Required action
All of the entries need to be written out again, exactly as they are.
>>>>
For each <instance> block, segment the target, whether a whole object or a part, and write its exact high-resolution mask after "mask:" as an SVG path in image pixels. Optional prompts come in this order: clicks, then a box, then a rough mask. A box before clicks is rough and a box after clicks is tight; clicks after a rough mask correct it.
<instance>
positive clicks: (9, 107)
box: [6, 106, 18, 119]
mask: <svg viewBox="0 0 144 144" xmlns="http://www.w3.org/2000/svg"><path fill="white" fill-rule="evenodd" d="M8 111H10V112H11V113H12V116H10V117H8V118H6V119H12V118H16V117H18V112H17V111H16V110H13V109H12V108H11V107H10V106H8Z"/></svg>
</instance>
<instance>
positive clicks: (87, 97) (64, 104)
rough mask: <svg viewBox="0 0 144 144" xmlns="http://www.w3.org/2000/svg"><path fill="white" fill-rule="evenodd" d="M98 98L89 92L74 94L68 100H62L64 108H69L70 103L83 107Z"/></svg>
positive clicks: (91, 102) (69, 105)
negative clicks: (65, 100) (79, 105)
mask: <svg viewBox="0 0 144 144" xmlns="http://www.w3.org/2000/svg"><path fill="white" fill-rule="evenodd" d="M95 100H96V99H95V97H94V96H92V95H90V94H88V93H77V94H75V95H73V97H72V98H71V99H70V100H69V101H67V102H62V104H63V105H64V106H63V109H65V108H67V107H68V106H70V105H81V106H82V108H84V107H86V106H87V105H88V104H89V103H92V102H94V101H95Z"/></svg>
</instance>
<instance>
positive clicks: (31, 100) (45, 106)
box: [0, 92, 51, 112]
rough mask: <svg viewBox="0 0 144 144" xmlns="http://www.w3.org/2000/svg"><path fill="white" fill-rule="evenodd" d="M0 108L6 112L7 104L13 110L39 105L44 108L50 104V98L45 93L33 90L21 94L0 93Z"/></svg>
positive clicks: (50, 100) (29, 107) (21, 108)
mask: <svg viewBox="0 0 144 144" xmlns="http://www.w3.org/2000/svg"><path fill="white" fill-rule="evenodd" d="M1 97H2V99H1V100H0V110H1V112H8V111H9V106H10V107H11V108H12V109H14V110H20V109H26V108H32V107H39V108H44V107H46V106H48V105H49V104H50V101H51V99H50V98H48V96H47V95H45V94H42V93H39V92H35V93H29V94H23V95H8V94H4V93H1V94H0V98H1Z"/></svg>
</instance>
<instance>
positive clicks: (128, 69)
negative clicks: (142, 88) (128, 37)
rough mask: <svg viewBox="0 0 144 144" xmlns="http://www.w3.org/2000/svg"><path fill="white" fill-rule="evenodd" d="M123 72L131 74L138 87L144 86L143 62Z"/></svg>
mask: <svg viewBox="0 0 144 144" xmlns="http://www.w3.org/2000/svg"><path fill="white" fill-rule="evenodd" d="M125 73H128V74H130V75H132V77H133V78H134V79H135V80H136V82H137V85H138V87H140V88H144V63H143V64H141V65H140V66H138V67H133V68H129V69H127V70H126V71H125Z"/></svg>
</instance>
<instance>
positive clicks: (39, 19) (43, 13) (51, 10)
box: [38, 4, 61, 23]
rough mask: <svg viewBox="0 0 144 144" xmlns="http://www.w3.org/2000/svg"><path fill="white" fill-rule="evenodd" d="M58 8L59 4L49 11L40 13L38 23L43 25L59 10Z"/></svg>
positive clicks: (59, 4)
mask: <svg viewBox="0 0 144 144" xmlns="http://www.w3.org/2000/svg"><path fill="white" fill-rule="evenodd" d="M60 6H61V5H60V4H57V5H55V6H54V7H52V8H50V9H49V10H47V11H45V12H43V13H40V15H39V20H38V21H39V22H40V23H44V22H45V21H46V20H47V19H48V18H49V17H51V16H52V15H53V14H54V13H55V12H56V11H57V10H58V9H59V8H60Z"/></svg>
<<<<
Exercise response
For each <instance> block, segment the target, whether a whole object or a part, and write its exact high-resolution mask after "mask:" as an SVG path in image pixels. Optional prompts come in this order: clicks, then a box, then a rough mask. A box before clicks is rough and a box after clicks is tight; clicks after a rough mask correct it.
<instance>
positive clicks: (9, 107)
box: [6, 106, 18, 119]
mask: <svg viewBox="0 0 144 144" xmlns="http://www.w3.org/2000/svg"><path fill="white" fill-rule="evenodd" d="M8 111H10V112H11V113H12V116H10V117H8V118H6V119H12V118H16V117H18V112H17V111H16V110H13V109H12V108H11V107H10V106H8Z"/></svg>
</instance>
<instance>
positive clicks: (87, 97) (64, 104)
rough mask: <svg viewBox="0 0 144 144" xmlns="http://www.w3.org/2000/svg"><path fill="white" fill-rule="evenodd" d="M98 98L89 92L74 94L68 100H62L64 108H69L70 103L83 107Z"/></svg>
positive clicks: (91, 102) (69, 105)
negative clicks: (65, 100) (79, 105)
mask: <svg viewBox="0 0 144 144" xmlns="http://www.w3.org/2000/svg"><path fill="white" fill-rule="evenodd" d="M95 100H96V99H95V97H94V96H92V95H90V94H88V93H77V94H75V95H73V97H72V98H71V99H70V100H69V101H67V102H62V104H63V105H64V106H63V109H65V108H67V107H68V106H70V105H81V106H82V108H84V107H86V106H87V105H88V104H89V103H92V102H94V101H95Z"/></svg>
</instance>
<instance>
positive clicks: (31, 100) (45, 106)
box: [0, 92, 51, 112]
rough mask: <svg viewBox="0 0 144 144" xmlns="http://www.w3.org/2000/svg"><path fill="white" fill-rule="evenodd" d="M0 108L6 112L7 104L13 110L39 105L44 108L50 104V98L45 93L33 90L21 94L0 93Z"/></svg>
positive clicks: (50, 100) (29, 107) (21, 108)
mask: <svg viewBox="0 0 144 144" xmlns="http://www.w3.org/2000/svg"><path fill="white" fill-rule="evenodd" d="M1 97H2V99H1V100H0V110H1V112H8V111H9V106H10V107H11V108H12V109H14V110H20V109H26V108H32V107H39V108H44V107H46V106H48V105H49V104H50V101H51V99H50V98H48V96H47V95H45V94H42V93H39V92H35V93H29V94H23V95H8V94H4V93H1V94H0V98H1Z"/></svg>
</instance>
<instance>
positive clicks: (128, 69)
negative clicks: (142, 88) (128, 37)
rough mask: <svg viewBox="0 0 144 144" xmlns="http://www.w3.org/2000/svg"><path fill="white" fill-rule="evenodd" d="M123 72L131 74L138 87L144 86L143 62Z"/></svg>
mask: <svg viewBox="0 0 144 144" xmlns="http://www.w3.org/2000/svg"><path fill="white" fill-rule="evenodd" d="M125 73H128V74H130V75H132V77H133V78H134V79H135V80H136V82H137V85H138V87H140V88H144V63H143V64H141V65H140V66H138V67H133V68H129V69H127V70H126V71H125Z"/></svg>
</instance>
<instance>
positive clicks: (39, 19) (43, 13) (51, 10)
box: [38, 4, 61, 23]
rough mask: <svg viewBox="0 0 144 144" xmlns="http://www.w3.org/2000/svg"><path fill="white" fill-rule="evenodd" d="M58 8L59 4L49 11L40 13L38 23L43 25L59 10Z"/></svg>
positive clicks: (59, 4)
mask: <svg viewBox="0 0 144 144" xmlns="http://www.w3.org/2000/svg"><path fill="white" fill-rule="evenodd" d="M60 6H61V5H60V4H57V5H55V6H54V7H52V8H50V9H49V10H47V11H45V12H43V13H40V15H39V20H38V21H39V22H40V23H44V22H45V21H46V20H47V19H48V18H49V17H51V16H52V15H53V14H54V13H55V12H56V11H57V10H58V9H59V8H60Z"/></svg>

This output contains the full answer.